>> begin Supplied text
There was a Boy; ye knew him well, ye cliffs
And islands of Winander! many a time,
At evening, when the earliest stars began
To move along the edges of the hills,
Rising or setting, would he stand alone,
Beneath the trees, or by the glimmering lake;
And there, with fingers interwoven, both hands
Pressed closely palm to palm and to his mouth
Uplifted, he, as through an instrument,
Blew mimic hootings to the silent owls
That they might answer him.—And they would shout
Across the watery vale, and shout again,
Responsive to his call,—with quivering peals,
And long halloos, and screams, and echoes loud
Redoubled and redoubled; concourse wild
Of jocund din! And, when there came a pause
Of silence such as baffled his best skill:
Then, sometimes, in that silence, while he hung
Listening, a gentle shock of mild surprise
Has carried far into his heart the voice
Of mountain-torrents; or the visible scene
Would enter unawares into his mind
With all its solemn imagery, its rocks,
Its woods, and that uncertain heaven received
Into the bosom of the steady lake.

This boy was taken from his mates, and died
In childhood, ere he was full twelve years old.
Pre-eminent in beauty is the vale
Where he was born and bred: the churchyard hangs
Upon a slope above the village-school;
And through that churchyard when my way has led
On summer-evenings, I believe that there
A long half-hour together I have stood
Mute—looking at the grave in which he lies!

Wordsworth’s blank verse is based on underlying iambic pentameters, as is the blank verse of the two other undisputed masters of the form in English – Shakespeare and Milton. But Wordsworth sounds very unlike either: his tone is almost invariably conversational. While Shakespeare’s blank verse has an irresistible dramatic impulse (hardly surprising, given that it occurs in his dramas); and while Milton’s blank verse is grand and sonorous; Wordsworth’s blank verse seems to give the impression that he is sitting next to us, not orating grandly, but conversing – conversing in a voice that is gentle, quiet, but firm. This conversational effect is achieved partly through his avoidance of words not generally used in everyday speech (although when he does from time to time break this rule and introduces words such as “vicissitude” or “diurnal”, the effect can be electric); and also through a simulation of the kind of thing we tend to do in conversation – drifting off from one subject to another, parenthetical comments leading on to other matters so that the original subject is forgotten, and so on.
>> end Supplied text
>> begin Supplied data
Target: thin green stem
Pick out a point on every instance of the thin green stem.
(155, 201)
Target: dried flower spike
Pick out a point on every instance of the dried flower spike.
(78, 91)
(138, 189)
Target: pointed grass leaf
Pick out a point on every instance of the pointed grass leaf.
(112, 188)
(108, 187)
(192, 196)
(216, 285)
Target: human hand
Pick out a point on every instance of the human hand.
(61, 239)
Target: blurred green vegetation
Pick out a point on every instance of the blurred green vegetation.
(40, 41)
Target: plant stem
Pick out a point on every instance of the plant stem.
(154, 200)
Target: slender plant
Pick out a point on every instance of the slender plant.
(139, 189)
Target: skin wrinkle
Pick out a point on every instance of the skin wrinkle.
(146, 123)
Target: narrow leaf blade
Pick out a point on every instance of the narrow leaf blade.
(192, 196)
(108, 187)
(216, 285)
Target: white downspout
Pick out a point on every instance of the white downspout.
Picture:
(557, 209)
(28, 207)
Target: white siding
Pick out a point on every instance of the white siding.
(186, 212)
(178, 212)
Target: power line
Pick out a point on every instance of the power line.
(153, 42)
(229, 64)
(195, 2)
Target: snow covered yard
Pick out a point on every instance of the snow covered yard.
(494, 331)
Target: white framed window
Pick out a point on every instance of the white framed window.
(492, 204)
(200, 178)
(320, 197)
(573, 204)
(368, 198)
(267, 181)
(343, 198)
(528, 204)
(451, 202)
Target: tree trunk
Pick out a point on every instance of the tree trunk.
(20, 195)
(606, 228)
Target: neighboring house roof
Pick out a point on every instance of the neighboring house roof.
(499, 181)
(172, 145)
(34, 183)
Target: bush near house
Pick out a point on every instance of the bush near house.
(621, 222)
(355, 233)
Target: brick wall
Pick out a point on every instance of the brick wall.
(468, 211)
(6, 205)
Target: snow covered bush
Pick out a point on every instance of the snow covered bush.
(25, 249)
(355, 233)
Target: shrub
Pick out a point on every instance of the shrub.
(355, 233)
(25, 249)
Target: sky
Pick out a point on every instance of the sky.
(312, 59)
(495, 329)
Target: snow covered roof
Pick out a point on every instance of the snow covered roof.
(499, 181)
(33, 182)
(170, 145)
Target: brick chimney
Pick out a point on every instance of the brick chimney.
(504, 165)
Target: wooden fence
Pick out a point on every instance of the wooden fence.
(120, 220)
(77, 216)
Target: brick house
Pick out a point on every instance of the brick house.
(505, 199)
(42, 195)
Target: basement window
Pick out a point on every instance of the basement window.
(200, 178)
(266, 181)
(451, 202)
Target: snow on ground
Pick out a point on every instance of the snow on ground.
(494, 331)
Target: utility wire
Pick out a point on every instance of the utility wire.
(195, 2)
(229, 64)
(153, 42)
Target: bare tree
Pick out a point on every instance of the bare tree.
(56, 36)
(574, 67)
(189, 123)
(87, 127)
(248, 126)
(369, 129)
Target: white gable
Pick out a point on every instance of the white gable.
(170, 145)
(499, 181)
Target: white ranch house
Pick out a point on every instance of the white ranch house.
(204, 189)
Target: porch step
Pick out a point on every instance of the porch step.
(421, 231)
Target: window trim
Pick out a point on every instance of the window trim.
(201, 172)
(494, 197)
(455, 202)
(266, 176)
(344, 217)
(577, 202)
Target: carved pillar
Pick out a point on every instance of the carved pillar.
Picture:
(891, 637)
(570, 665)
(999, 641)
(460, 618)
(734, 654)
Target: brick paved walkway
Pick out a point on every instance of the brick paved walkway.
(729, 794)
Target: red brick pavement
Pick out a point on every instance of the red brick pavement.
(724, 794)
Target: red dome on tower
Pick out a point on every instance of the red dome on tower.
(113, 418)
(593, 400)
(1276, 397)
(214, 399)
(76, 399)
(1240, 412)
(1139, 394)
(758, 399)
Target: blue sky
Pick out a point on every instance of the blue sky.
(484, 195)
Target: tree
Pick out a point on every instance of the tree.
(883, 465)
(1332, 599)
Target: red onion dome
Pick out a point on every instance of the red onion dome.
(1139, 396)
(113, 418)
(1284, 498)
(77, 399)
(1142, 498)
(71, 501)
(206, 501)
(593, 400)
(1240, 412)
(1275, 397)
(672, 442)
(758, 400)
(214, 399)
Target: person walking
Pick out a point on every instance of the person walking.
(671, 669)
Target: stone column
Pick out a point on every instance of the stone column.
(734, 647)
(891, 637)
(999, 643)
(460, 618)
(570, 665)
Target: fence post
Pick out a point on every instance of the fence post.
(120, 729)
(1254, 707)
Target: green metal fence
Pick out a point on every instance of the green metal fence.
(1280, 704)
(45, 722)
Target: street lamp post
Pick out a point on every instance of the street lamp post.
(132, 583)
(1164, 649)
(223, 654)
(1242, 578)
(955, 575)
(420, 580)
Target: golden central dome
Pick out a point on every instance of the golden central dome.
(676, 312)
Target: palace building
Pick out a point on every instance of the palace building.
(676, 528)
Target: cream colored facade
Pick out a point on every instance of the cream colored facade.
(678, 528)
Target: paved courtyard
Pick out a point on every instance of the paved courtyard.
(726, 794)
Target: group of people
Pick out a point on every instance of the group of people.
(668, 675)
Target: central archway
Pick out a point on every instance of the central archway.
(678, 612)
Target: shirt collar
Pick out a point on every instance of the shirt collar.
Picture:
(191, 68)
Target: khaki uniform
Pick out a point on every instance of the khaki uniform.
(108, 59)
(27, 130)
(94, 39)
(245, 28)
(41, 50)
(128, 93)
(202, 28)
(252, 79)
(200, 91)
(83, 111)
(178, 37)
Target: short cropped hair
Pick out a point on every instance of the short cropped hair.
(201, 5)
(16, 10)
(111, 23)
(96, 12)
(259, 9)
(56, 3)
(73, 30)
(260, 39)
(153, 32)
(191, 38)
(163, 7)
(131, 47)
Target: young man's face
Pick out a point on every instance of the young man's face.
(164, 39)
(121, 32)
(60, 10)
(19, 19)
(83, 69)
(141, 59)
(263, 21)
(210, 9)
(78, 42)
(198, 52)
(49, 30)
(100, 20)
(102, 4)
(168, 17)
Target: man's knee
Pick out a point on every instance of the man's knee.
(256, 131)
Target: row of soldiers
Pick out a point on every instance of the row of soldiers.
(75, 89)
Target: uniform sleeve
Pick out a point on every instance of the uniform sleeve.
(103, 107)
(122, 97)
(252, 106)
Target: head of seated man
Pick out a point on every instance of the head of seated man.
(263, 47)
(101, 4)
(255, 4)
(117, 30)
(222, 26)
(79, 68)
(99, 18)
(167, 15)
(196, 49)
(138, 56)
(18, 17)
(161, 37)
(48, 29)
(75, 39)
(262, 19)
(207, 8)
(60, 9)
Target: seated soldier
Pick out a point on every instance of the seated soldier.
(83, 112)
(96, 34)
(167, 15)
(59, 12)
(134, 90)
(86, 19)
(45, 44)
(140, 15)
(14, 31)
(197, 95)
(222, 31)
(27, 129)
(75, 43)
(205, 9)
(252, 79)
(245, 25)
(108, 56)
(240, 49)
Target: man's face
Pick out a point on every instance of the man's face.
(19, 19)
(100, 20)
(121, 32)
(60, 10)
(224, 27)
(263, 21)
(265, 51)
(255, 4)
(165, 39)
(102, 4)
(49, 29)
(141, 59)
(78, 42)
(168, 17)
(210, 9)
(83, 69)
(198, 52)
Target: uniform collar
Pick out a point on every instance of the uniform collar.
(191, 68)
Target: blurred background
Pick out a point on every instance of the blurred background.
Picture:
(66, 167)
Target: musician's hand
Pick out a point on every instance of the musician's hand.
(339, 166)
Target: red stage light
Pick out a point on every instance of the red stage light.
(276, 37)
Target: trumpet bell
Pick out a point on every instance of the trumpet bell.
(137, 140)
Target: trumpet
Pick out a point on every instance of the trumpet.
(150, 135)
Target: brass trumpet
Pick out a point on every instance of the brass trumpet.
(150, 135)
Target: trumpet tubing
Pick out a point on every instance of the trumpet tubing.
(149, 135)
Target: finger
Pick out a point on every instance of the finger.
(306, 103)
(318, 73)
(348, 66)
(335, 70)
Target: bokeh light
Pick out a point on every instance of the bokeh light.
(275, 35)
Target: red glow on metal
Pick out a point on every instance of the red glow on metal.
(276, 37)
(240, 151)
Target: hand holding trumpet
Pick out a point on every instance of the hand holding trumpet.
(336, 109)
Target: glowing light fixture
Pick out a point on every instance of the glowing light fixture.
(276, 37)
>> end Supplied data
What is expected:
Carry on the piece about Wordsworth's blank verse, starting right after its final sentence. The records have no part in this.

Exercise answer:
Consider, for instance, the sonnet “Surprised by Joy”, Wordsworth’s infinitely touching lament for his dead daughter. The opening line strikingly tells us that he has come across an unexpected joy, but almost as soon as he starts to tell us about this, another thought – that his daughter, with whom he had instinctively wished to share this joy, is no longer there – overtakes it. The rest of the sonnet is about his loss: whatever joy it was that is referred to in the first line is now seemingly forgotten. Only seemingly, of course: a poem, especially a poem as tightly knit as a sonnet must be, cannot be as rambling as our conversation often is. But in simulating this rambling that is typical of conversation, Wordsworth gives us the impression of conversation. And he also, vitally, I think, uses this conversational mode to leave certain things unsaid. He leaves unsaid what this “joy” is that is mentioned in the opening line; however, the word “joy”, so strikingly introduced, resonates in our mind even as we go on to read of the most inconsolable grief. And the impression is conveyed of a certain joy that is present even in the midst of heartbreak – a joy that cannot be spoken about directly because our language is not designed to communicate directly matters so intangible.

Much of greatest poetry does seem to me to communicate various matters that language, as commonly used, is not designed to communicate. The poet uses any feature of language he can – sounds, sonorities, syntax, and rhythm; imagery and symbolism; and so on – to communicate these various matters. Wordsworth adds to this armoury things that are mentioned as if in passing before being seemingly forgotten, but allowing these passing references to colour the rest in the reader’s mind.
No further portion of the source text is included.